START GIVEN DATA
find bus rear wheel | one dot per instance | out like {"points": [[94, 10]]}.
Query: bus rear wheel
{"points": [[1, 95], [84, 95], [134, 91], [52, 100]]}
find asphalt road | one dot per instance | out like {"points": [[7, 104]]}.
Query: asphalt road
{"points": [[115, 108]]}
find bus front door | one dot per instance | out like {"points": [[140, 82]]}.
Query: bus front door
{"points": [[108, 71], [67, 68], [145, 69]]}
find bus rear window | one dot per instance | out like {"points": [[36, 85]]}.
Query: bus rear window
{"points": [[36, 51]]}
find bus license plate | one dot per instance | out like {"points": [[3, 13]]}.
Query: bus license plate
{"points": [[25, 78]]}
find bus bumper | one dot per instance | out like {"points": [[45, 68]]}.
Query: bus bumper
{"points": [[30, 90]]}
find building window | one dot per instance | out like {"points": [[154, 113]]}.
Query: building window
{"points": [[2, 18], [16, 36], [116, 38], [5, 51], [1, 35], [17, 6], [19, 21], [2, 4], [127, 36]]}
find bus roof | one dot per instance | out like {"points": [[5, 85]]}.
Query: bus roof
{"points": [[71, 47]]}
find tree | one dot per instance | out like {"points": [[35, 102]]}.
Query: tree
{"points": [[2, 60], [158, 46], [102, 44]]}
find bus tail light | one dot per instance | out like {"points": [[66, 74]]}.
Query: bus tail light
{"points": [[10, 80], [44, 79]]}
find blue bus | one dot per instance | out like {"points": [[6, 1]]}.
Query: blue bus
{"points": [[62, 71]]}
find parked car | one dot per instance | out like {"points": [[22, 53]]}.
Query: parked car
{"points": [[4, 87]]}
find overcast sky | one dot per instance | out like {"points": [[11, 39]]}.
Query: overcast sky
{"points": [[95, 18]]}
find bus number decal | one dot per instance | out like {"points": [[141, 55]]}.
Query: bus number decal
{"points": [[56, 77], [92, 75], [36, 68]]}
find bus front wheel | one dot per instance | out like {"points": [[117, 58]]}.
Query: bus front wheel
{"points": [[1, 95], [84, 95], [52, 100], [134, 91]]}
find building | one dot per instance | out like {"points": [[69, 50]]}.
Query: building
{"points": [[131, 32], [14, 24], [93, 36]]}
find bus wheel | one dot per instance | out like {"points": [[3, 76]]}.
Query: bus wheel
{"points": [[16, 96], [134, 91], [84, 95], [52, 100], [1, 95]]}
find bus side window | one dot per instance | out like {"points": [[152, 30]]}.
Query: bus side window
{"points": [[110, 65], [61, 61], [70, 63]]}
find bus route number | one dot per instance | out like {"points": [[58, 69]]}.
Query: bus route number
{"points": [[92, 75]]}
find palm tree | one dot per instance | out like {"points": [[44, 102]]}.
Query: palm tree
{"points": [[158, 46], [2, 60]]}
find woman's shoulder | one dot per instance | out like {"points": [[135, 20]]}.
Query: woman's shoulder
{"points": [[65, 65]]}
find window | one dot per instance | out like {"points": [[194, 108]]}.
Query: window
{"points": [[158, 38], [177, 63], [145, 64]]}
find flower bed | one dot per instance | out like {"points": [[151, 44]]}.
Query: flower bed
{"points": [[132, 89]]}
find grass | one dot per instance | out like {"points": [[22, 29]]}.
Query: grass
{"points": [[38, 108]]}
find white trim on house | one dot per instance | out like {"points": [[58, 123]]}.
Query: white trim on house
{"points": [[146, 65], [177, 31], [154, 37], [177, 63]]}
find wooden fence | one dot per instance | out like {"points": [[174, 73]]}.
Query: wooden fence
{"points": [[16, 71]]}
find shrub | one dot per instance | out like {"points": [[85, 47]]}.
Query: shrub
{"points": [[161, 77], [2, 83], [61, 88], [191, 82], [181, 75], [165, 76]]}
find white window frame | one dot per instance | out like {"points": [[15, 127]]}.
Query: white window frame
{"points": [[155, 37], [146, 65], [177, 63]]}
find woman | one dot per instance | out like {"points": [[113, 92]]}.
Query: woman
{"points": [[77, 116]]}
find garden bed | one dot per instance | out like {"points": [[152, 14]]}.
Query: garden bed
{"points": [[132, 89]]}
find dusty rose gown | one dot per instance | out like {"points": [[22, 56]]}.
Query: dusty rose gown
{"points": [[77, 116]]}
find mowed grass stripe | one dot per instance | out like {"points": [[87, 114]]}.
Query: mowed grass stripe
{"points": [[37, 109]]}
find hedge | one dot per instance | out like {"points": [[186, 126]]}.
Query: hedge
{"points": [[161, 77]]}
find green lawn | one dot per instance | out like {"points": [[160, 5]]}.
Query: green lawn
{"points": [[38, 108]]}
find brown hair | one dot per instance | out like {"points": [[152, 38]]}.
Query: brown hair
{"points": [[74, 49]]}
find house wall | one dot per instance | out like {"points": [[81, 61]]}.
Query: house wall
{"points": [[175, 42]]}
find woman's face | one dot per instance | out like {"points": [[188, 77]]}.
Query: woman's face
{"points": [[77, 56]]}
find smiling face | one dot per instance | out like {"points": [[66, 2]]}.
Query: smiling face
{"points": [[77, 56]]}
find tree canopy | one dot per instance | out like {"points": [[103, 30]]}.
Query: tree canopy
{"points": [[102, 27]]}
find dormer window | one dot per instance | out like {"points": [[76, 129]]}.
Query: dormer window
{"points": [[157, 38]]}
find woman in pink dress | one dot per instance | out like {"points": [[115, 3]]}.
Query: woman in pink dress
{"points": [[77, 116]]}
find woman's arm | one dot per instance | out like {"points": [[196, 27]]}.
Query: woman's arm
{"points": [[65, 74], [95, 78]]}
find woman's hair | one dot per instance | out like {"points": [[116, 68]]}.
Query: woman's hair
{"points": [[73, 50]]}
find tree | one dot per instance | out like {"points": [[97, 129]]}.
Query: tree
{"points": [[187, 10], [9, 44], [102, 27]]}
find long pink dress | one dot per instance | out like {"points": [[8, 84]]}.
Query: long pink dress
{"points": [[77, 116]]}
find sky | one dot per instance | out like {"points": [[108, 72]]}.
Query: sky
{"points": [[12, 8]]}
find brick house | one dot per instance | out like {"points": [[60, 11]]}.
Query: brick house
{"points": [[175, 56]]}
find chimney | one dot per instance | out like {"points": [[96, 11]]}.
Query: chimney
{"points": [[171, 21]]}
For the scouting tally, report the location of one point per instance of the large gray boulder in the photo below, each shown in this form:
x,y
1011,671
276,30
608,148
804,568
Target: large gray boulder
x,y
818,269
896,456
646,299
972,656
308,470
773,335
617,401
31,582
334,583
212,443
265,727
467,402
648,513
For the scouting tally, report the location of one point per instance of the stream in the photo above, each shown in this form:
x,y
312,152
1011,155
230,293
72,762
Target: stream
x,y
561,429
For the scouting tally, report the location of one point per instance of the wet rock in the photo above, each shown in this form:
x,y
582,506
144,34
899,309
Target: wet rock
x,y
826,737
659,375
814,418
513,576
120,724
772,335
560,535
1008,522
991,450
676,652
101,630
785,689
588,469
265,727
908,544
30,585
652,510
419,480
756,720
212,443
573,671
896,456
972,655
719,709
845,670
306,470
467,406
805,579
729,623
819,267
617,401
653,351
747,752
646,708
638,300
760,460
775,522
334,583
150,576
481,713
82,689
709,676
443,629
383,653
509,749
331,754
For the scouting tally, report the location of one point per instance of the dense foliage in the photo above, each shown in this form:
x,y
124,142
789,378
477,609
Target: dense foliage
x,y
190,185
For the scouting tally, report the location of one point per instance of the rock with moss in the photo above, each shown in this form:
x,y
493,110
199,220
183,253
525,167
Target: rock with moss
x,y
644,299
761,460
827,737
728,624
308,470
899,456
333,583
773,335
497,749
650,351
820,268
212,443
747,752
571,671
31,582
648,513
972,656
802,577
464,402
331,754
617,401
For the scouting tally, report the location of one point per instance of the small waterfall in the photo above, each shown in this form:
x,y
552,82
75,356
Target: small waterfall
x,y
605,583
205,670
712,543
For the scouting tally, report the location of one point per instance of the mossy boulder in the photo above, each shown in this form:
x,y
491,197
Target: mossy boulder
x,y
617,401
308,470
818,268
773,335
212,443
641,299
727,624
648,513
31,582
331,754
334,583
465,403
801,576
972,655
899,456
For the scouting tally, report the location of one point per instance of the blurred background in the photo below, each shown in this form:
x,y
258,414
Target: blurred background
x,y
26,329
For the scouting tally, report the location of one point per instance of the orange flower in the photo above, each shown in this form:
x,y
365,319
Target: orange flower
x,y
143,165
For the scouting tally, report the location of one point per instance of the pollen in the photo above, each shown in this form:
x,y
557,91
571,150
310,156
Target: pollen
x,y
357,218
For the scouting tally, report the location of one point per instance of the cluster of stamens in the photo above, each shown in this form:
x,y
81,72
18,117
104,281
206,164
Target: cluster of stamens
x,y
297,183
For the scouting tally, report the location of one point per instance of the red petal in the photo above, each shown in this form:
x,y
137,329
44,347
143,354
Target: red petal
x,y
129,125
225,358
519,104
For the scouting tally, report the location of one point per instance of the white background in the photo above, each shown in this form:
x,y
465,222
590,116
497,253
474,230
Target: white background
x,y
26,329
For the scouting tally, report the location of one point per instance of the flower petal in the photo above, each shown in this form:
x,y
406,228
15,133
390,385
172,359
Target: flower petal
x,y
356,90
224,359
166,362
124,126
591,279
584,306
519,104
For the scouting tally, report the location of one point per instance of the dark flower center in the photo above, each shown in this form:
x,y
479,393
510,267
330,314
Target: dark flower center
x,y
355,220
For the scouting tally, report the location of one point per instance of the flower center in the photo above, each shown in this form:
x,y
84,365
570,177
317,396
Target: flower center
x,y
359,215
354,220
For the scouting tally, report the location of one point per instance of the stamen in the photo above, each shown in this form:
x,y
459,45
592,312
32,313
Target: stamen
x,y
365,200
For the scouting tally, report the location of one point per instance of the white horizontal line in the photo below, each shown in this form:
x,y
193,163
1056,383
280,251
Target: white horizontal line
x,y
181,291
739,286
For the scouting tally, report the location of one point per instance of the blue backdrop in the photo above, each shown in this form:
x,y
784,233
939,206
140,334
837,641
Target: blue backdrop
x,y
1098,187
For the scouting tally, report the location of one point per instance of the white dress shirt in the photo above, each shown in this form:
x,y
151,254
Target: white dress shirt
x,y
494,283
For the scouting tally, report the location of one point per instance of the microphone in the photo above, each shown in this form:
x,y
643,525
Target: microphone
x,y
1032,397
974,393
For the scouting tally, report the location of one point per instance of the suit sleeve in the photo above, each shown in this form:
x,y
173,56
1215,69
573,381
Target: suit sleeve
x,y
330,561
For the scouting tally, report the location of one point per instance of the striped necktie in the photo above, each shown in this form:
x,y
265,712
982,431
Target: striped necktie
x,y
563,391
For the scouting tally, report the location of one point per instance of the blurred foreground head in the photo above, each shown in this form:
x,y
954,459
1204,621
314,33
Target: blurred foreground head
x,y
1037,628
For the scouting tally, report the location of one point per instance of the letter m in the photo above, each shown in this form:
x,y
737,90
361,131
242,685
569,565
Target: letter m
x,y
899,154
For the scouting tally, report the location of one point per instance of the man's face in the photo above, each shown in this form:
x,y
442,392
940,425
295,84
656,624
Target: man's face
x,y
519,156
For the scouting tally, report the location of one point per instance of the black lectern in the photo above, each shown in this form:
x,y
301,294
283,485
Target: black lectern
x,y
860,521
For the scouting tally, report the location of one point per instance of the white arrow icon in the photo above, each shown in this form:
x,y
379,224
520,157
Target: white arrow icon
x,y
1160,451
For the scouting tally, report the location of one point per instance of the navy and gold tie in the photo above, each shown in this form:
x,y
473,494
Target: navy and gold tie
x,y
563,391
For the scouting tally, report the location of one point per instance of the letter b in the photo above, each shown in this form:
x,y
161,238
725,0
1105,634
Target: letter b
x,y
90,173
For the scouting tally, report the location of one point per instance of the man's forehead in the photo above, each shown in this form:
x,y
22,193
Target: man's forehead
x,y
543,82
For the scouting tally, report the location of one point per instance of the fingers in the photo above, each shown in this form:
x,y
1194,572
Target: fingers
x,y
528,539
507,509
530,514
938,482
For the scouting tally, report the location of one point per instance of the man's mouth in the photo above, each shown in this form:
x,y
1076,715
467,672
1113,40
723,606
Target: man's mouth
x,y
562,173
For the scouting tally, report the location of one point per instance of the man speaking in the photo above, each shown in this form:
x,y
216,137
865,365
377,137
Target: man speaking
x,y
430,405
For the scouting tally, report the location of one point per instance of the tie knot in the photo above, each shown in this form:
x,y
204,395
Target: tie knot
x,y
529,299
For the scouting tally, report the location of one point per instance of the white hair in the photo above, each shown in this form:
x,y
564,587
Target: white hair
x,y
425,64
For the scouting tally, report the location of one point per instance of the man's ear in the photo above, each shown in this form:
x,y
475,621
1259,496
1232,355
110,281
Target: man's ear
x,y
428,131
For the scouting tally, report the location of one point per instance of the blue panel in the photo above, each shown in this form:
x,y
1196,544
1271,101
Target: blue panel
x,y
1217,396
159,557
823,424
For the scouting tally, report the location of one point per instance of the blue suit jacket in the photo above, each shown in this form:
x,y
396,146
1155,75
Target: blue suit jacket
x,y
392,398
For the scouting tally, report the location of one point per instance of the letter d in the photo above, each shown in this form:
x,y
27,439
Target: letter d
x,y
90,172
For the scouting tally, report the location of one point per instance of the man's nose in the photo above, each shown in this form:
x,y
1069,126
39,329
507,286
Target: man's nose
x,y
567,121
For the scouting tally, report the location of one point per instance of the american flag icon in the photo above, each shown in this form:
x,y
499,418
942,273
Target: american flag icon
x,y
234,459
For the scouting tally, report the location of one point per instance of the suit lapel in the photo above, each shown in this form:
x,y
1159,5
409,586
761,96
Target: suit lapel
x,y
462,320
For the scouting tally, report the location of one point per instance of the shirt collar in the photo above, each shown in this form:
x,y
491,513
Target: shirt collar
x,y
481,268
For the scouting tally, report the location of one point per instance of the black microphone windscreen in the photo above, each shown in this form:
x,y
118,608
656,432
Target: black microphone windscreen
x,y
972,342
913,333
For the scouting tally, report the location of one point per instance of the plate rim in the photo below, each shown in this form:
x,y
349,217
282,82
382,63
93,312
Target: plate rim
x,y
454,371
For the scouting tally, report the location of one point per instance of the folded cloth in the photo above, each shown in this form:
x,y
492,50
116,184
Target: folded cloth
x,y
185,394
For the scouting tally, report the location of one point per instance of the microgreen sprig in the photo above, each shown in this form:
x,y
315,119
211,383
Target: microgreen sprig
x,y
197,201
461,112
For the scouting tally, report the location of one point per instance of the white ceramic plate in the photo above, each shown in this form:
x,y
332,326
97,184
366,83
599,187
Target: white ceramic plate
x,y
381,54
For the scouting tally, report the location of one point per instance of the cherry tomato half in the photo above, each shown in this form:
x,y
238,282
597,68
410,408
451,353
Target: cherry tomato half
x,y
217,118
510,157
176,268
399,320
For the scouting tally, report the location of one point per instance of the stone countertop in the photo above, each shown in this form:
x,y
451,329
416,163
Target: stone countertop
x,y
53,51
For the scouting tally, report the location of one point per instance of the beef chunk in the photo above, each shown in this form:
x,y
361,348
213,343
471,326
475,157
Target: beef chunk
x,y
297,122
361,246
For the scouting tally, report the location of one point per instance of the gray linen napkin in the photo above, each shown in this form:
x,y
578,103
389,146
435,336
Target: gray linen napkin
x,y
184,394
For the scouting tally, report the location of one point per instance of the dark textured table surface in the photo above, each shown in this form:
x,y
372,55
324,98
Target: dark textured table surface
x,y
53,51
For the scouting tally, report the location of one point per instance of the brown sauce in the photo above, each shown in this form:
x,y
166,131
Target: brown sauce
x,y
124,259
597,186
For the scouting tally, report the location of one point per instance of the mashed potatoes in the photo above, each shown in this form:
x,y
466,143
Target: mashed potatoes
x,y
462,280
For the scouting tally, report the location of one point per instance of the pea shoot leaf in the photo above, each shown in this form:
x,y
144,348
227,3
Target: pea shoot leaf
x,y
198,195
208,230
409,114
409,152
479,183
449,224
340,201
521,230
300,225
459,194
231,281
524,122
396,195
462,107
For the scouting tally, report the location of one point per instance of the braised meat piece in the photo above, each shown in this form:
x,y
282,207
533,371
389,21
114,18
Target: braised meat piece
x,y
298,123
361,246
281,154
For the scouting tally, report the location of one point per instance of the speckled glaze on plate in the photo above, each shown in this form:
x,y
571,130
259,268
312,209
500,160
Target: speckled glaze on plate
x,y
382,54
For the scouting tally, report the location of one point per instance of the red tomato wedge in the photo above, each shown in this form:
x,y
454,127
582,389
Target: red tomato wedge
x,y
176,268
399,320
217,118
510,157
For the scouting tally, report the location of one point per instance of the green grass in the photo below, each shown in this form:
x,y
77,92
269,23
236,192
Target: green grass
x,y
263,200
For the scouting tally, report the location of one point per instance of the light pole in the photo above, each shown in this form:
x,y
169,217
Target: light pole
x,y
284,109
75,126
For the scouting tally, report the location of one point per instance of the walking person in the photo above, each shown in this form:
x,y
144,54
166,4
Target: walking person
END GIVEN DATA
Lines holding the string "person": find them in the listing above and copy each one.

• [SOLUTION TO THIS EXERCISE]
For the scouting tally, report the location of one point per instance of the walking person in the photo above, each shown in this form:
Target: walking person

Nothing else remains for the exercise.